Excerpted passage:

---+---

Goodbye Pork Pie has been made twice so far, once in 1981, again in 2017 and what’s the bet it has at least one more remake in it? It offers too much of what we like in a movie for it not to come around again: a roadie, a few drinks, a bit of smoke, casual disrespect for stuffed shirts and authority figures.

It’s also one hell of a time capsule. Marvel at how different it all looks in 1981. Traffic officers in black and white cars, goods trains with hundreds of wagons rolling up and down the country. No Warehouse. No cookie cutter malls. No SUVs. It was before Rogernomics, it was before the water in the rivers got too dirty to drink. 

Can your whole country change more than you could conceivably imagine? Could things we perceive to be immutable and unyielding be remade? There’s your proof, right there on the screen. 

I’m imagining a 2030 remake.  The original opens with our hero mooching down the street in Kaitaia, picking up someone’s wallet, using their cards to rent a yellow mini for the fun of it and before long we’re in a headlong plunge through New Zealand, much of the story driven forward by failing to pay for petrol and getting in trouble for that, evading the cops, selling parts of the car to get more money, careening headlong towards Invercargill in search of love and reconciliation.

The search for love and patching things up is an eternal human quest but would there be petrol in a 2030 version? Would there even be a yellow mini? And if they didn’t need money or petrol would there be any police or car chases? 

Want to go to Invercargill? Take the electric train. There’s one leaving in half an hour because they go everywhere all the time now. They won’t need to sneak on board, their Universal Basic Income will cover the very affordable ticket.

---+---

Record list:

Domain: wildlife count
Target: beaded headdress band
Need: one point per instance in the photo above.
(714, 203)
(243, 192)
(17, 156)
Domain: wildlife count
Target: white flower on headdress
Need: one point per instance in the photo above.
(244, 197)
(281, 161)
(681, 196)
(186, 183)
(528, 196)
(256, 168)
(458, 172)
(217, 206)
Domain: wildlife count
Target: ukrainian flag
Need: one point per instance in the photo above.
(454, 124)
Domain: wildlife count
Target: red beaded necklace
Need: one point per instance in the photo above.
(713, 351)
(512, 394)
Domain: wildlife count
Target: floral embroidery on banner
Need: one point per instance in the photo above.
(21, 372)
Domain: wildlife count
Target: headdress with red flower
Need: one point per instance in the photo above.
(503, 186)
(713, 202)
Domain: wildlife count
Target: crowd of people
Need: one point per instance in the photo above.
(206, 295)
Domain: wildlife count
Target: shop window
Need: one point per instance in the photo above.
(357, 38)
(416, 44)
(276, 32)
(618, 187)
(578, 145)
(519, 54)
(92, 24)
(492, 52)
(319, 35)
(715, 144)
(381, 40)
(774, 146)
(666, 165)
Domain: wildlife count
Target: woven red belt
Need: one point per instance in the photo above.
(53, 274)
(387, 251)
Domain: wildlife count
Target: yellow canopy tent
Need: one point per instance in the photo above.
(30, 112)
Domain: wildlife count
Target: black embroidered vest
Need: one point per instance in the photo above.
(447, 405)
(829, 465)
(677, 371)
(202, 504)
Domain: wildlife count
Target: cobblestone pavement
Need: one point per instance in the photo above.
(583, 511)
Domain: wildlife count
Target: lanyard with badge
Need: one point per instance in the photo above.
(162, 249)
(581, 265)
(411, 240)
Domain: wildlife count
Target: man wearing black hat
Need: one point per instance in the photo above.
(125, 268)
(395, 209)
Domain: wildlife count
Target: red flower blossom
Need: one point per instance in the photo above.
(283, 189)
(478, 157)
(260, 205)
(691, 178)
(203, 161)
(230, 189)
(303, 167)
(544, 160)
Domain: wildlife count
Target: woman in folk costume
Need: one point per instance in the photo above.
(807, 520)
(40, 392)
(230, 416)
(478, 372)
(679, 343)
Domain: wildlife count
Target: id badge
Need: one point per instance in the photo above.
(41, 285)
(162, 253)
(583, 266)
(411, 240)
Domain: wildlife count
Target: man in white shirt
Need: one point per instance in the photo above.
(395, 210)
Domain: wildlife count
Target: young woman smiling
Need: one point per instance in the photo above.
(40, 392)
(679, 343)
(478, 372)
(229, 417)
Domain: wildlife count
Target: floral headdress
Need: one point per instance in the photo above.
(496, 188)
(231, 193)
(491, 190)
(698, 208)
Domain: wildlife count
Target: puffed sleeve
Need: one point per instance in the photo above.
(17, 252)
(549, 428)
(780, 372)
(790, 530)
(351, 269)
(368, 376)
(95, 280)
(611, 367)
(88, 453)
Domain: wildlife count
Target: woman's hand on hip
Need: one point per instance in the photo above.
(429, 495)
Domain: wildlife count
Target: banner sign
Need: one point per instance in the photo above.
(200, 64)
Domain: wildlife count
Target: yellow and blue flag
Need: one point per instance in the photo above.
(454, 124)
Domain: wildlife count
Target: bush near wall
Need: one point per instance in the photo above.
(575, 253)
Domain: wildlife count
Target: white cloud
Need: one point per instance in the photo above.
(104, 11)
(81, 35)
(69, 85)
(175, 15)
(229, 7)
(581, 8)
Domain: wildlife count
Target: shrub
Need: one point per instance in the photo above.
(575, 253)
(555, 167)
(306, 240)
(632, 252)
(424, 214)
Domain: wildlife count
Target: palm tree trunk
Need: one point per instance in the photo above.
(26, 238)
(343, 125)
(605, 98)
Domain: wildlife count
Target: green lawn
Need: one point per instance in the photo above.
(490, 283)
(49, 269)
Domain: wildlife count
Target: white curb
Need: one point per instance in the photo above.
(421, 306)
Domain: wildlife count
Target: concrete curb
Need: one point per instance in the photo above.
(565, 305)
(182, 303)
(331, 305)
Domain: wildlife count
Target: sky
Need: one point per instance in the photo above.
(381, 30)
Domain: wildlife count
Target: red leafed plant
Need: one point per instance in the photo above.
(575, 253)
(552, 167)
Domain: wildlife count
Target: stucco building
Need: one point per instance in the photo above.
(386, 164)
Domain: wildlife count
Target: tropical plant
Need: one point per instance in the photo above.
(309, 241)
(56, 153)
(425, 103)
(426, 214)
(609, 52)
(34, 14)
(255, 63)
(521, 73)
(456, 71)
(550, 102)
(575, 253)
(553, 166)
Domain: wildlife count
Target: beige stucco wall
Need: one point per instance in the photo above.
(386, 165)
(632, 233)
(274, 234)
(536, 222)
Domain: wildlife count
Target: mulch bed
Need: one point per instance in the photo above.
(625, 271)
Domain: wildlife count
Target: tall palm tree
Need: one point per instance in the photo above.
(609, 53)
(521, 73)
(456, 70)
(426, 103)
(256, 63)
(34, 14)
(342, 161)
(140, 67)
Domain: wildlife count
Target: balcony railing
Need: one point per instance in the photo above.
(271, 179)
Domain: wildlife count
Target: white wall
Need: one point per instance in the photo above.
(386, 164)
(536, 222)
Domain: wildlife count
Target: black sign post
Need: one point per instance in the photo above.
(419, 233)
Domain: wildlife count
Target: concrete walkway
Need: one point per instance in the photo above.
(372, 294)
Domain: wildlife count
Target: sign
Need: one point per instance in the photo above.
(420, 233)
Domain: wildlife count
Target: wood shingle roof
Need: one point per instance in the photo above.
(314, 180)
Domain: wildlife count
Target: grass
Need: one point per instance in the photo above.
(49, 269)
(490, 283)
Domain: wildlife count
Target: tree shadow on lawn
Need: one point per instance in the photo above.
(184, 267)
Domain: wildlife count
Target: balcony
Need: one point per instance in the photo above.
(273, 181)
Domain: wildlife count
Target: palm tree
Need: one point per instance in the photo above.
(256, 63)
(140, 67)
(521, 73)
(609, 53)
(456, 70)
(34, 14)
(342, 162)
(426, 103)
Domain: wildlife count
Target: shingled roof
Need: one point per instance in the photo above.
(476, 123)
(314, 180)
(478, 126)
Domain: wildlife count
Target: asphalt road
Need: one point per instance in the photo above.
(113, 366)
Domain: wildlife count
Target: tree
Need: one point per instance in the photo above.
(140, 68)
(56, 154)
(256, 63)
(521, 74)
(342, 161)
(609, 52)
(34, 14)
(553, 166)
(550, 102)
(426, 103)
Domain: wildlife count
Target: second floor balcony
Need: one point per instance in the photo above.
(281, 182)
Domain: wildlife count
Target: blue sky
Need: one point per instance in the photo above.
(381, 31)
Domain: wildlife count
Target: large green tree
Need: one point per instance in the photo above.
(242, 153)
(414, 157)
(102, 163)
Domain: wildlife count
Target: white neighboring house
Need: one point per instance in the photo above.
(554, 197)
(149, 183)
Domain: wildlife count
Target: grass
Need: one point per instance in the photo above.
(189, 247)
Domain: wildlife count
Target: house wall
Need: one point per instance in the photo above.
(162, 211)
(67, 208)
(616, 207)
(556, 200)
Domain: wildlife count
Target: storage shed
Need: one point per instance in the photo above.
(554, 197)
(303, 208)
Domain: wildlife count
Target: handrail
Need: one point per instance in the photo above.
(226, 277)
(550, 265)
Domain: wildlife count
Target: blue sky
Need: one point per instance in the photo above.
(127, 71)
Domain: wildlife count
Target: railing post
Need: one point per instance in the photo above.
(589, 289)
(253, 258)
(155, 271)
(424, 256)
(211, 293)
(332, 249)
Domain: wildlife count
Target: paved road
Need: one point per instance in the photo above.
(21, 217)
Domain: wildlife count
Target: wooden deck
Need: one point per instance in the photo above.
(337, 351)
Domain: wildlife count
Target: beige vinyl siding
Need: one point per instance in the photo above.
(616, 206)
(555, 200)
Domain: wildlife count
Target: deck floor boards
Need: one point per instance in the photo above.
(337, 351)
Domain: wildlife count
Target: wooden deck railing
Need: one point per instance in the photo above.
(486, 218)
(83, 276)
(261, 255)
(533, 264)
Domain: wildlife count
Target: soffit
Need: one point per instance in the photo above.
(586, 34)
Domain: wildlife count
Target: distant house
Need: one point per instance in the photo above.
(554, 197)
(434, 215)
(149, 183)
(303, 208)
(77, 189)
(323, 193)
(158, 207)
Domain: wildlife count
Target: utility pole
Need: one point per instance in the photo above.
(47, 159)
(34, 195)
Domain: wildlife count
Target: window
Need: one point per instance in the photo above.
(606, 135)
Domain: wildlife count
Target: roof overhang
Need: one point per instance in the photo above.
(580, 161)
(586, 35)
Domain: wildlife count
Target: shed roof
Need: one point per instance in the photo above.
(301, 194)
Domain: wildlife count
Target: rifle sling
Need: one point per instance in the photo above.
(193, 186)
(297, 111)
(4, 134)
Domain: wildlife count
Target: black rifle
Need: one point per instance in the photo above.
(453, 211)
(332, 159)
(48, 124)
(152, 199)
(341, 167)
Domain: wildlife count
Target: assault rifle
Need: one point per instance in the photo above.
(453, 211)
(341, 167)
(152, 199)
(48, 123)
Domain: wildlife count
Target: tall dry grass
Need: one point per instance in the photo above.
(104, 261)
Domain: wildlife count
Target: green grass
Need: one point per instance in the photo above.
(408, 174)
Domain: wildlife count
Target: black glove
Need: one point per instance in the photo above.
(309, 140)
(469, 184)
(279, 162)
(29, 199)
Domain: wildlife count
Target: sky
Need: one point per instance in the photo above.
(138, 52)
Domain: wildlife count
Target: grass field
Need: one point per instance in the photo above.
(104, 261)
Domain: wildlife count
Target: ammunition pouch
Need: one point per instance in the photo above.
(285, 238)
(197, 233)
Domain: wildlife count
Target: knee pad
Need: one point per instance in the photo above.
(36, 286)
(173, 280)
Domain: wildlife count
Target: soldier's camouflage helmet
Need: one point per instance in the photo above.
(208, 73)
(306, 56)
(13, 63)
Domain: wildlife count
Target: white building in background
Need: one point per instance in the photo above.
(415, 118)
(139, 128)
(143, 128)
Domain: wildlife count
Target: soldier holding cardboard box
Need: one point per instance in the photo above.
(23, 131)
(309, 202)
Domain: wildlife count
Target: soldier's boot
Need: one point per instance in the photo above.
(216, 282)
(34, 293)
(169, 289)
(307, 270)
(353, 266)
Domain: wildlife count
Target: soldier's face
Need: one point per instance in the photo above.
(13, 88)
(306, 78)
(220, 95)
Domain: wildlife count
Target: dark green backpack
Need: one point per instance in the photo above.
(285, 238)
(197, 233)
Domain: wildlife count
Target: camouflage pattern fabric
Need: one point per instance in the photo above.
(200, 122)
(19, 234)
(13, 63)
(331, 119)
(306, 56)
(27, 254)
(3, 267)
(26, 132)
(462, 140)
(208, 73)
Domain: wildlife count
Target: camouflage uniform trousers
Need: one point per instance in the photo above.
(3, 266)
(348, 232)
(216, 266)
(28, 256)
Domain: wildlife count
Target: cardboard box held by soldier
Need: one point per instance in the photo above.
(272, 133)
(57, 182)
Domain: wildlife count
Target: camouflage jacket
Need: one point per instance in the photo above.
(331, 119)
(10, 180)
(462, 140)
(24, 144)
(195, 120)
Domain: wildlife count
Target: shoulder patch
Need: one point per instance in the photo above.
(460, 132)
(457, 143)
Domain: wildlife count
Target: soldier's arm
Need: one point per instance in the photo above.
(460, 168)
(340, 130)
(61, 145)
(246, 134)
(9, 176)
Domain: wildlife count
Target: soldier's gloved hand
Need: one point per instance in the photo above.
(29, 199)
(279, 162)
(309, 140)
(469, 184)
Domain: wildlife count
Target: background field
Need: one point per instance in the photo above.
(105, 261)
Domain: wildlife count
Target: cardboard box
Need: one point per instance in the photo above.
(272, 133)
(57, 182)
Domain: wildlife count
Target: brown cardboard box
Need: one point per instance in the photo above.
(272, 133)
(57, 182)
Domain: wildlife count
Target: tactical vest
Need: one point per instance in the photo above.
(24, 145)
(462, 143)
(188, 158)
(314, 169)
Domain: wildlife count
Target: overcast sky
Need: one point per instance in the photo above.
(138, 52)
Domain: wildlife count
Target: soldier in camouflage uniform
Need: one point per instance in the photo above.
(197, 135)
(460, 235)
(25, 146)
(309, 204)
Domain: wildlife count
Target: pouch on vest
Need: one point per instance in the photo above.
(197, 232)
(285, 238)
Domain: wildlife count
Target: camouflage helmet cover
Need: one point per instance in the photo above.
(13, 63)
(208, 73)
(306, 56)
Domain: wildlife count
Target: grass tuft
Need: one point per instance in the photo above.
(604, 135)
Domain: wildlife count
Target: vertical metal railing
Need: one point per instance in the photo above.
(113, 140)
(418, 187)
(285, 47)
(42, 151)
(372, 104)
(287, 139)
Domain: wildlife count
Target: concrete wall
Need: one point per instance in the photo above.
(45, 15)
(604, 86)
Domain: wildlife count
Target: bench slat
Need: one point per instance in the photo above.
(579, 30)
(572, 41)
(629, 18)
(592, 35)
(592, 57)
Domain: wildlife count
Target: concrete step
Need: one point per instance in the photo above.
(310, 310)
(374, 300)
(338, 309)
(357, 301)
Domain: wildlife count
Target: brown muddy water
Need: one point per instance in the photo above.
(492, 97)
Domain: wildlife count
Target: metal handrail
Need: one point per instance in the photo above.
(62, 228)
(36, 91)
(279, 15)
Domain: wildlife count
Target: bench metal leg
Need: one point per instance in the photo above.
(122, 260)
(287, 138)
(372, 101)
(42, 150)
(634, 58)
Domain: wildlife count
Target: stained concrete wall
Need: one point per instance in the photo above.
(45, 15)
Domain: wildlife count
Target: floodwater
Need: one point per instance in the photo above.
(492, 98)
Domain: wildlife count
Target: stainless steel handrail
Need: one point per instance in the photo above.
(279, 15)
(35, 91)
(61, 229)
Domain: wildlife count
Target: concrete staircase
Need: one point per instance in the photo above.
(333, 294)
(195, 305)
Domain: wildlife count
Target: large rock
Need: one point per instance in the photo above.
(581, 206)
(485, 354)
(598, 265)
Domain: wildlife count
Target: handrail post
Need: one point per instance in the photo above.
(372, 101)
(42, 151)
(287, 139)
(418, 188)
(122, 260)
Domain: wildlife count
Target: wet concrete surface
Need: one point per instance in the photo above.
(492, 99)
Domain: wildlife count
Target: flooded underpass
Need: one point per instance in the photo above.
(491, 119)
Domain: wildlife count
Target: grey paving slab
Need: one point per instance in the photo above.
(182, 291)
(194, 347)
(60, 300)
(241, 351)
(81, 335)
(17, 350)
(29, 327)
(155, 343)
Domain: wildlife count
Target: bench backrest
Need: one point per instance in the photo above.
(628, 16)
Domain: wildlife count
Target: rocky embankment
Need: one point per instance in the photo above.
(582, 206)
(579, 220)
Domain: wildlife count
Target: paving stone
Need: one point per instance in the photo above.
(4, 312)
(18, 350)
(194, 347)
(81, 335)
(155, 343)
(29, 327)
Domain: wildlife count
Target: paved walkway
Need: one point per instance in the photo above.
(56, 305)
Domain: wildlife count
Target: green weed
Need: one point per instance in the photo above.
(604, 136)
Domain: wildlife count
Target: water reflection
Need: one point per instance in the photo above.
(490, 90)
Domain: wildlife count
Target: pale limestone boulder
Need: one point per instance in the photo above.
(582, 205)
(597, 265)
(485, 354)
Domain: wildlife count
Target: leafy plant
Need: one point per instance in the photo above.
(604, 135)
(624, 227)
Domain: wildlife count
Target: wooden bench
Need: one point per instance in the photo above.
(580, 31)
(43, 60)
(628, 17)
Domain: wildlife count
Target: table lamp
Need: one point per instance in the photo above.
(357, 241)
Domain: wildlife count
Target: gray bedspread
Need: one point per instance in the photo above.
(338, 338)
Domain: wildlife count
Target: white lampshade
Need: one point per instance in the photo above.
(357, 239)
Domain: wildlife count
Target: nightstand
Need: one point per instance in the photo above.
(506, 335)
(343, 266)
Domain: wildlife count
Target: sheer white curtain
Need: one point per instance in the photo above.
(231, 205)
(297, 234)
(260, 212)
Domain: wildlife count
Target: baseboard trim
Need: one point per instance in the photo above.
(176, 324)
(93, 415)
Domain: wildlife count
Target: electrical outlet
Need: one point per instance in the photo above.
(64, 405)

---+---

Stated exercise: From the Goodbye Pork Pie piece, pull out the passage that starts at the words "It’s also one" and ends after the words "on the screen.", keeping it word for word. The records come from a different source than the Goodbye Pork Pie piece.

Response to the exercise:
It’s also one hell of a time capsule. Marvel at how different it all looks in 1981. Traffic officers in black and white cars, goods trains with hundreds of wagons rolling up and down the country. No Warehouse. No cookie cutter malls. No SUVs. It was before Rogernomics, it was before the water in the rivers got too dirty to drink. 

Can your whole country change more than you could conceivably imagine? Could things we perceive to be immutable and unyielding be remade? There’s your proof, right there on the screen.